» **Prompt**:
Copy each of the entries below word for word, keeping every character and line unchanged.

►

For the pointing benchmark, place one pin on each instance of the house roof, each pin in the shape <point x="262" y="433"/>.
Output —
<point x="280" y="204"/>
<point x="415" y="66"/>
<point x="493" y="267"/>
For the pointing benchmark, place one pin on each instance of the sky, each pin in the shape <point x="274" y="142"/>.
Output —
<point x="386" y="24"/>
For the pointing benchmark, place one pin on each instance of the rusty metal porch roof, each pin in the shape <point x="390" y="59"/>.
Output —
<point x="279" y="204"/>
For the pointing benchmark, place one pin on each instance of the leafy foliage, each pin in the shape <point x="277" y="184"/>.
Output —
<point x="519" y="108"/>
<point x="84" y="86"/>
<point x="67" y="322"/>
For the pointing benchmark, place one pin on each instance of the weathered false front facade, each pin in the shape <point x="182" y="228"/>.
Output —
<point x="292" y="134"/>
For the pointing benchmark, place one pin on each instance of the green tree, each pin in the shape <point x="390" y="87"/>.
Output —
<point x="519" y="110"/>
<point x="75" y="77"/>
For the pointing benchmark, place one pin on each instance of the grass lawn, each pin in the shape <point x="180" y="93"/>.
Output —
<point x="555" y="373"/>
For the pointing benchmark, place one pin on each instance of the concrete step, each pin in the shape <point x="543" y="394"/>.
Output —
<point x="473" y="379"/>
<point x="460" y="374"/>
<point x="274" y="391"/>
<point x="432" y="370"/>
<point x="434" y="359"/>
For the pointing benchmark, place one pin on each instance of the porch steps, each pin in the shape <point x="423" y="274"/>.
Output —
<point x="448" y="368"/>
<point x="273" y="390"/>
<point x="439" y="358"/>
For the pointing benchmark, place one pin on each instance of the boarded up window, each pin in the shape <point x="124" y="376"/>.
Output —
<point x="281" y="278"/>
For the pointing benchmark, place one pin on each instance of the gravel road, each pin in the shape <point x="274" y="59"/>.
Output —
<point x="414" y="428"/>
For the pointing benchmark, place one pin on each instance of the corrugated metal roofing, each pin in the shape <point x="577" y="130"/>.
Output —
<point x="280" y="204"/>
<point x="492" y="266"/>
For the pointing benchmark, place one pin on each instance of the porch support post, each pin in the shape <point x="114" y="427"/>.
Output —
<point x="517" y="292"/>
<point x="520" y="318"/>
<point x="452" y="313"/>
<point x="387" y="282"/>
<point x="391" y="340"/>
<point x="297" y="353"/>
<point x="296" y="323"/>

◄

» **Reply**:
For the pointing benchmark, place one pin on each instance of the house roof, each pin in the shape <point x="262" y="433"/>.
Output —
<point x="280" y="204"/>
<point x="415" y="66"/>
<point x="493" y="267"/>
For the pointing benchmark, place one pin on each instance of the sky, each pin in the shape <point x="274" y="142"/>.
Output —
<point x="386" y="24"/>
For the pointing benchmark, place one pin on each instance of the rusty metal porch roof, each pin in the shape <point x="390" y="59"/>.
Output —
<point x="279" y="204"/>
For the pointing benchmark, place one pin on each instance of the leafy foliage, each pin in the shape <point x="277" y="184"/>.
Output —
<point x="519" y="108"/>
<point x="84" y="86"/>
<point x="67" y="322"/>
For the pointing benchmark, place one pin on each instance of the weathered false front facade, each pin in the shape <point x="182" y="228"/>.
Output —
<point x="292" y="134"/>
For the pointing benchmark, place one pin on each instance of the green tree, each pin in the shape <point x="390" y="87"/>.
Output —
<point x="519" y="110"/>
<point x="75" y="77"/>
For the pointing benchmark, place one pin on each instance of the grass lawn, each pin in the shape <point x="180" y="93"/>.
Output —
<point x="555" y="373"/>
For the pointing benchmark, place one pin on each instance of the concrete step, each pin in the shape <point x="543" y="394"/>.
Output —
<point x="473" y="379"/>
<point x="460" y="374"/>
<point x="274" y="391"/>
<point x="432" y="370"/>
<point x="434" y="359"/>
For the pointing benchmark, place one pin on each instance of the porch steps, each pin in the shape <point x="423" y="274"/>.
Output —
<point x="448" y="368"/>
<point x="273" y="390"/>
<point x="439" y="358"/>
For the pointing benchmark, place one pin on each instance of the boarded up window, each pin in the shape <point x="124" y="376"/>.
Output —
<point x="281" y="278"/>
For the pointing benchmark, place one pin on each instance of the gravel road, each pin in the shape <point x="274" y="59"/>.
Output —
<point x="414" y="428"/>
For the pointing benchmark, place one pin on each instance of the corrugated metal roofing, each pin in the shape <point x="577" y="130"/>.
Output —
<point x="280" y="204"/>
<point x="492" y="266"/>
For the pointing benchmark, place one pin on each instance of the porch support post, each pin in the shape <point x="114" y="427"/>.
Output —
<point x="517" y="292"/>
<point x="520" y="318"/>
<point x="452" y="313"/>
<point x="387" y="282"/>
<point x="391" y="340"/>
<point x="297" y="353"/>
<point x="296" y="323"/>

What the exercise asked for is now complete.